** Supplied data follows **
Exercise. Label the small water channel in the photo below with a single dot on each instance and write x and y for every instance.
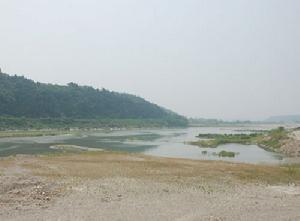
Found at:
(155, 142)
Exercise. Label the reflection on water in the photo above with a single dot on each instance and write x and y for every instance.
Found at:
(156, 142)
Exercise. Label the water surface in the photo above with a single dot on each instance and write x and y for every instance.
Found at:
(155, 142)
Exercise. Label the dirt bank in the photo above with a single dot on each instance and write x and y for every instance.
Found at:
(115, 186)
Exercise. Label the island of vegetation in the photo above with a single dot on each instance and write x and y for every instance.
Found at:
(25, 104)
(271, 140)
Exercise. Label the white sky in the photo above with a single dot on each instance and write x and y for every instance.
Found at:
(232, 59)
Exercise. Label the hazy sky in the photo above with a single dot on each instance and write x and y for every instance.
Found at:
(230, 59)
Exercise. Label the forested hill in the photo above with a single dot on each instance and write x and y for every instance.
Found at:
(21, 97)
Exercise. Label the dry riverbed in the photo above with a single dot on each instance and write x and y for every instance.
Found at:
(121, 186)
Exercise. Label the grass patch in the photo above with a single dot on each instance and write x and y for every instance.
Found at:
(224, 153)
(271, 140)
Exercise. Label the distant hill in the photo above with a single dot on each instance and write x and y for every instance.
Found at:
(21, 97)
(284, 119)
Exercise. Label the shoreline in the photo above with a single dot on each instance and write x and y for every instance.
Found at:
(89, 185)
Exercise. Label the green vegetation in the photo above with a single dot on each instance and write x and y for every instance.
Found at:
(26, 104)
(214, 140)
(202, 122)
(22, 123)
(272, 139)
(224, 153)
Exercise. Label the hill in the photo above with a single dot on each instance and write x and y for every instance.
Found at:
(24, 98)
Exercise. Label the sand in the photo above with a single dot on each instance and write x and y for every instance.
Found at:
(119, 186)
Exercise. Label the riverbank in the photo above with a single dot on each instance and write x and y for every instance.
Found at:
(122, 186)
(281, 140)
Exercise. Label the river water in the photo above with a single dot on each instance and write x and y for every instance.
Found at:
(155, 142)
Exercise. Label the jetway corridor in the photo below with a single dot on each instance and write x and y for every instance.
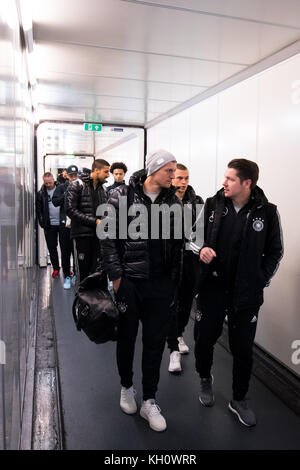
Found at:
(89, 416)
(202, 83)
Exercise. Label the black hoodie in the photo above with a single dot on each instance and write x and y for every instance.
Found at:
(248, 245)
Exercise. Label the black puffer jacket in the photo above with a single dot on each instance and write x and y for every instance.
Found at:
(131, 257)
(42, 208)
(261, 246)
(190, 200)
(58, 198)
(80, 206)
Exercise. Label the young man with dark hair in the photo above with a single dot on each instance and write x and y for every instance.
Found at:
(82, 198)
(241, 252)
(186, 289)
(144, 272)
(62, 177)
(118, 170)
(53, 220)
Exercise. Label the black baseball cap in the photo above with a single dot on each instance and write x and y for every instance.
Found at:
(72, 169)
** End of Supplied data **
_Work request_.
Give back the data exactly. Skip any images.

_Exercise response_.
Exercise. Label the small water channel in the photo below with a single dot on each instance and write x and y for every instance.
Found at:
(155, 142)
Exercise. Label the reflection on water in the photo above with a single dot on each instance and write x and y for every instance.
Found at:
(156, 142)
Exercise. Label the water surface in the photo above with a single dot on each instance and write x and y for every instance.
Found at:
(155, 142)
Exercise. Label the dirt bank in the photo above with a single dot on each instance and write x and y for every instance.
Found at:
(115, 186)
Exercise. Label the island of vegetation in the photo above with a single dot on each instance and write x and y for every instance.
Found at:
(25, 104)
(271, 140)
Exercise. Label the white sky in the photo above with a single dot on each instance and write x and y for every instance.
Found at:
(232, 59)
Exercise. Label the hazy sky in the photo above with a single dot on each instance and write x and y for every instance.
Found at:
(230, 59)
Exercise. Label the forested hill in the photo above with a single dot on each instance and write x and y for every instance.
Found at:
(21, 97)
Exercise. Label the dry riverbed in the photo above with a single dot on each instance and write x and y for every instance.
Found at:
(121, 186)
Exercise. Label the grass patch in the photo above with a single dot on each instance and write x and y for every instance.
Found at:
(224, 153)
(271, 140)
Exercise. Label the distant hill in the photo above with a single dot on each instance and write x and y for every instance.
Found at:
(21, 97)
(284, 119)
Exercise. Label the shoreline in the photo above with a single dot on each instance and write x and y for every instance.
Found at:
(89, 185)
Exercise. Label the green vegetation in the photo above with a single dot on each instance and write x and y for every instance.
Found at:
(26, 104)
(214, 140)
(202, 122)
(22, 123)
(272, 139)
(224, 153)
Exercise. Label the hill in the photo above with a single dot on each instance and write x and y for every instance.
Found at:
(24, 98)
Exercise. Label the sand in the photo above with a single dot on each instance and write x and y for every instance.
Found at:
(119, 186)
Exercise. Label the riverbank in the photo above with a single dot on each instance and write x and y for every instance.
Found at:
(122, 186)
(281, 140)
Exercise. Label the river water in the photo above with a single dot on each instance and write x and y for every instance.
Found at:
(155, 142)
Exercise. Label the jetway corridor in the photo below with a single dot on each instance and write x and y for every instance.
Found at:
(89, 416)
(202, 83)
Exercise. Label the black hoodie in the photo above with a single dot on each instance and write x and y for every instance.
Found at:
(248, 245)
Exercise. Label the black puffer jacket in the photo above with a single dot on each instance and write x and y for every instance.
Found at:
(131, 257)
(42, 208)
(261, 246)
(190, 200)
(58, 198)
(80, 206)
Exercise. Label the young man with dark hair in the photo above with a single dot on each instance and write x and y for every instance.
Found at:
(82, 198)
(241, 252)
(186, 289)
(144, 272)
(62, 177)
(118, 170)
(53, 220)
Exercise. Label the black baseball cap in the photo above with a single dot on each instance and write x and y for every instance.
Found at:
(72, 169)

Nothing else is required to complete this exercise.